# GIVEN PROBLEM 1
Reproduce the records below, replacing "stage floor" with "dance floor" and keeping everything else unchanged. Omit the pictures from your answer.

# QUOTED PASSAGE
:::::

Re: [patch 1/2 for-4.20] mm, thp: restore node-local hugepage allocations

2018-12-05 Thread Andrea Arcangeli
On Wed, Dec 05, 2018 at 09:15:28PM +0100, Michal Hocko wrote:
> If the __GFP_THISNODE should be really used then it should be applied to
> all other types of pages. Not only THP. And as such done in a separate
> patch. Not a part of the revert. The cleanup was meant to unify THP
> allocations and that is why I object to reverting it as a part of this
> work.

I also wonder if using __GFP_THISNODE for all pages and not only THP
may really help David's workload performance further if it's so NUMA
sensitive and short lived too (plus we know it most of the time fits
in a single node). It'll get rid of the cache in the local node before
allocating remote memory. Of course than the swap storms and
pathological performance for processes that don't fit in a node, will
also materialize without THP enabled. If this is true, that'd point
further to the need of a MPOL that can set __GFP_THISNODE not just for
THP but for all allocations, with the only difference that if it's the
regular page size failing, instead of hitting OOM it should do one
last fallback to a regular page size allocation without __GFP_THISNODE
set.

Regardless of the above I think it's still interesting to look into
adding more NUMA affinity to THP somehow, but I doubt we want to do
that at the price of crippling compaction in a way it can't generate
THP anymore once a node is full of cache, and certainly we don't want
to cripple compaction in non-NUMA hosts too like it'd be happening
with the current proposed patch. Furthermore whatever we do should
work for order 8 7 6 etc.. too. If we did a order 9 specialized trick
that cripples compaction effectiveness, it'd be a short term approach
and it'd be tailored to David's use case that seems to be sensitive to
allocation latency. Being sensitive to allocation latency doesn't make
that process a good fit for MADV_HUGEPAGE to begin with.


Re: [patch 1/2 for-4.20] mm, thp: restore node-local hugepage allocations

2018-12-05 Thread Michal Hocko
On Wed 05-12-18 11:24:53, David Rientjes wrote:
> On Wed, 5 Dec 2018, Michal Hocko wrote:
> 
> > > > At minimum do not remove the cleanup part which consolidates the gfp
> > > > hadnling to a single place. There is no real reason to have the
> > > > __GFP_THISNODE ugliness outside of alloc_hugepage_direct_gfpmask.

:::::

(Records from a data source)

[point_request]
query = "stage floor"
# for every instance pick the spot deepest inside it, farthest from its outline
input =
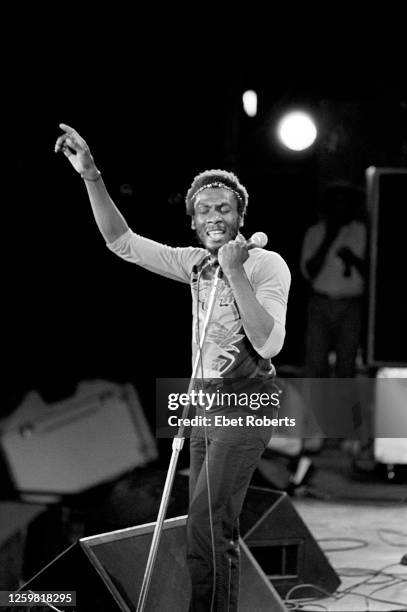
(364, 542)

:::::

# GIVEN PROBLEM 2
In the mailing-list thread above, why does Michal Hocko object to reverting the cleanup as part of this work?

# FINAL RESULT 1
[point_request]
query = "dance floor"
# for every instance pick the spot deepest inside it, farthest from its outline
input =
(364, 542)

# FINAL RESULT 2
The cleanup was meant to unify THP allocations. He says that if __GFP_THISNODE really should be used, it should apply to all types of pages, not only THP, and be done in a separate patch rather than as part of the revert.